> _Input for this task_:
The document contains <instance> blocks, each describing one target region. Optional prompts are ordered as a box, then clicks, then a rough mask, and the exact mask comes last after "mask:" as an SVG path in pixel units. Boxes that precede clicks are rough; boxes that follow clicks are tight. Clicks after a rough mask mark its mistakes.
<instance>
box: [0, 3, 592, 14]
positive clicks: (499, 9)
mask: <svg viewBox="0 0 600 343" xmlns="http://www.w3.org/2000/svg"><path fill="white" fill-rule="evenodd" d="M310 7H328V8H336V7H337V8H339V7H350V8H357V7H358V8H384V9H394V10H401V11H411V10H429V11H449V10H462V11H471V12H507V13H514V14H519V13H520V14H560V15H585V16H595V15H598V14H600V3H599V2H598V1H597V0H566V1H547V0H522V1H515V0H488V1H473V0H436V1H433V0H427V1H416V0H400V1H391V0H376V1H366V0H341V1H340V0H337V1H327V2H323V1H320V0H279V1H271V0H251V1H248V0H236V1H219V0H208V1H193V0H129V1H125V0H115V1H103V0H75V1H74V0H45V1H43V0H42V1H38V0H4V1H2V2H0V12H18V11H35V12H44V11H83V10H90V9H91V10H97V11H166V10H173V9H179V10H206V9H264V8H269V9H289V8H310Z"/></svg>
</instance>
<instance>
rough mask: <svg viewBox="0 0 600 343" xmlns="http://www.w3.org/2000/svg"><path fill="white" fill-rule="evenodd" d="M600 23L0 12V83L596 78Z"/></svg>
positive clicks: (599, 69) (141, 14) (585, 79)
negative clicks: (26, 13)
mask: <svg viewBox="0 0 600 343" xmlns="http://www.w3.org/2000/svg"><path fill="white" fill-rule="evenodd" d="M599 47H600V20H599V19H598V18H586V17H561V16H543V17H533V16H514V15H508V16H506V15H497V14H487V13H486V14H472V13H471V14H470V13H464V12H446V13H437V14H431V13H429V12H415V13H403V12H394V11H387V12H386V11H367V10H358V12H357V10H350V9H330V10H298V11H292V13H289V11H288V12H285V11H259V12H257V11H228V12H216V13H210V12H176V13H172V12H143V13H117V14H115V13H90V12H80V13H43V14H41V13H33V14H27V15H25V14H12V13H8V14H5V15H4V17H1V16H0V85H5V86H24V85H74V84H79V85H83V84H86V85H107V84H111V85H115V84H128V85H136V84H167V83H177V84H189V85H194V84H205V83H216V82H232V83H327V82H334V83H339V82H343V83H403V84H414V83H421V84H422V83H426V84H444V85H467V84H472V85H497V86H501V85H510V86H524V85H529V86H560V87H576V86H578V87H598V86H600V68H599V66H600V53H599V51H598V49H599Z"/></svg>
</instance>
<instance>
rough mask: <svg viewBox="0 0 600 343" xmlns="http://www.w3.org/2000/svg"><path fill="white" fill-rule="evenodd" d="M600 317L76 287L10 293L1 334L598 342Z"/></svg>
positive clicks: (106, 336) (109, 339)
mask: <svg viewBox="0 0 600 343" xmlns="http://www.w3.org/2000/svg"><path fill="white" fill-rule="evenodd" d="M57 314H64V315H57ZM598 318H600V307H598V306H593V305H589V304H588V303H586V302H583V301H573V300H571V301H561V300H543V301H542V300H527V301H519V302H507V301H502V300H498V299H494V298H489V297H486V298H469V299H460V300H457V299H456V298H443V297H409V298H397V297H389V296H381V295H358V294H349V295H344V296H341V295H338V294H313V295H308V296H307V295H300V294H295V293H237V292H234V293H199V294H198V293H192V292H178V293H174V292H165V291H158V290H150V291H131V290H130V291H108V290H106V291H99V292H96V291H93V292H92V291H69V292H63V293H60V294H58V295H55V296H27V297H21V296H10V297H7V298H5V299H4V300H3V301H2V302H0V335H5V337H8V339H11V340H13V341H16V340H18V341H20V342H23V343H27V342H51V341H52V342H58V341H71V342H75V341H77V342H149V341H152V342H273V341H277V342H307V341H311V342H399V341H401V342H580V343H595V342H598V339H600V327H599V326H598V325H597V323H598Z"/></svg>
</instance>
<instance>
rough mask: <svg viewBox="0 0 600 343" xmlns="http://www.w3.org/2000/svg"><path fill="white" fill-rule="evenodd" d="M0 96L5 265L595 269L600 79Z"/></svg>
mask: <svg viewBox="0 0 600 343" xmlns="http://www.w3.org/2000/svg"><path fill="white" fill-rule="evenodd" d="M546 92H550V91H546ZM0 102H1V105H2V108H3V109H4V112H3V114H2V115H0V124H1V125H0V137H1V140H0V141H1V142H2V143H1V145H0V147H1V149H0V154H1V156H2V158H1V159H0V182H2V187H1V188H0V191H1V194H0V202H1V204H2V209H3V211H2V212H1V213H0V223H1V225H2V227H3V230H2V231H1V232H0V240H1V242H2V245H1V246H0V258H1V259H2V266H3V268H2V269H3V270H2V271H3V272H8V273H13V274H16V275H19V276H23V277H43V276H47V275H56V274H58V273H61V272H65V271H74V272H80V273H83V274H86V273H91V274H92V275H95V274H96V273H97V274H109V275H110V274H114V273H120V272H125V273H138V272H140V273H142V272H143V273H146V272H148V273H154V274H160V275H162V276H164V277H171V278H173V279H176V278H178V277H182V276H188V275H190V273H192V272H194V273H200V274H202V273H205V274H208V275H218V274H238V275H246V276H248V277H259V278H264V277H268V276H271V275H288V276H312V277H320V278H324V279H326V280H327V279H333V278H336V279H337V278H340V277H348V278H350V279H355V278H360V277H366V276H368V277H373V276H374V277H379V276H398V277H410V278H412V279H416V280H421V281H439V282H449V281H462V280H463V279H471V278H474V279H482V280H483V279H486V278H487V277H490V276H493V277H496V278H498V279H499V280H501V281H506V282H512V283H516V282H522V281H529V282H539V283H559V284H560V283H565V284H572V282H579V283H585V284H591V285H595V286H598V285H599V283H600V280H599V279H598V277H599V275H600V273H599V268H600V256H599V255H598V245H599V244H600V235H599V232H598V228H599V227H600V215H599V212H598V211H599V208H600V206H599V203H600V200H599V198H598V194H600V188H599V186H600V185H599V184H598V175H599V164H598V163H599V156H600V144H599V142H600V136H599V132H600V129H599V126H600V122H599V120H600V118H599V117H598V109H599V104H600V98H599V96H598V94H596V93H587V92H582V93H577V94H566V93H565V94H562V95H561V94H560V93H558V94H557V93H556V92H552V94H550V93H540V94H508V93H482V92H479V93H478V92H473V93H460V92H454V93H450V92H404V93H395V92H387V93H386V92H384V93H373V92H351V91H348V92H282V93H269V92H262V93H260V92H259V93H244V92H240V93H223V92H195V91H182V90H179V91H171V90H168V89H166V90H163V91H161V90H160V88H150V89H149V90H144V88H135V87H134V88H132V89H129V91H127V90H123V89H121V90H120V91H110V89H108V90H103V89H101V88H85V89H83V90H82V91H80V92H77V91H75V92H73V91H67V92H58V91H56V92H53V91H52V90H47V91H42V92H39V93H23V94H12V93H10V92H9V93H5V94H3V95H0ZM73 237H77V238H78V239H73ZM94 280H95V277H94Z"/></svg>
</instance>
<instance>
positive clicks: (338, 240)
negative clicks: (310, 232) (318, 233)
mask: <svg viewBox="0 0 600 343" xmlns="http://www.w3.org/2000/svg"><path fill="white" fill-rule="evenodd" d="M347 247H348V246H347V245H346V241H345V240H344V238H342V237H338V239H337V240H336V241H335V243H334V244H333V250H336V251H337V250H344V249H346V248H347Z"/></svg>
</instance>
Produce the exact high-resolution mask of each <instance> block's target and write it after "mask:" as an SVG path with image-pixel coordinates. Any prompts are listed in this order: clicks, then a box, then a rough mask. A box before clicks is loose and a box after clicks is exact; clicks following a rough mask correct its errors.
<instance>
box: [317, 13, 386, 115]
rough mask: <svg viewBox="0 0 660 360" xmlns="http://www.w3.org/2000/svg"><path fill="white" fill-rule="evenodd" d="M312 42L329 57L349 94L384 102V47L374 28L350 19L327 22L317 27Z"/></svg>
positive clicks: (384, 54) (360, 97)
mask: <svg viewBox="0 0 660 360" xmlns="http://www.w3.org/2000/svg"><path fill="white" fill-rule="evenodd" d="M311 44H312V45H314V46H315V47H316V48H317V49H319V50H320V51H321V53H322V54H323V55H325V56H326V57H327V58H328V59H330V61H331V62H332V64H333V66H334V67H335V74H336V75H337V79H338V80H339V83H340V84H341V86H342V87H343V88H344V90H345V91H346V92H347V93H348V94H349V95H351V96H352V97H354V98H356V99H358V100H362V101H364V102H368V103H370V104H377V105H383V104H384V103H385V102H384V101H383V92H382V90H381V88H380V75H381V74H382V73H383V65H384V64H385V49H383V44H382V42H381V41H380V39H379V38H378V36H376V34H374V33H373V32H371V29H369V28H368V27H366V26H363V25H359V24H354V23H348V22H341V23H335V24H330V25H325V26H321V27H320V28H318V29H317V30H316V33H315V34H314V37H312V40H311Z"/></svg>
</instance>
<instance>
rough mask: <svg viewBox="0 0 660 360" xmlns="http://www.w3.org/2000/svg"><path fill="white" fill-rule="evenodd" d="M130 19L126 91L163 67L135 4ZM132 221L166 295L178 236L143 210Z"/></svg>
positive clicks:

> _Assignment_:
Reproduce everything from the very start of the data down to the line containing "positive clicks: (499, 9)", with that line included, keeping the text unchanged.

> _Exercise response_:
The document contains <instance> blocks, each describing one target region. Optional prompts are ordered as a box, then clicks, then a rough mask, and the exact mask comes last after "mask:" as an SVG path in pixel units. Boxes that precede clicks are rough; boxes that follow clicks are tight. Clicks after a rough mask mark its mistakes.
<instance>
box: [0, 3, 592, 14]
positive clicks: (499, 9)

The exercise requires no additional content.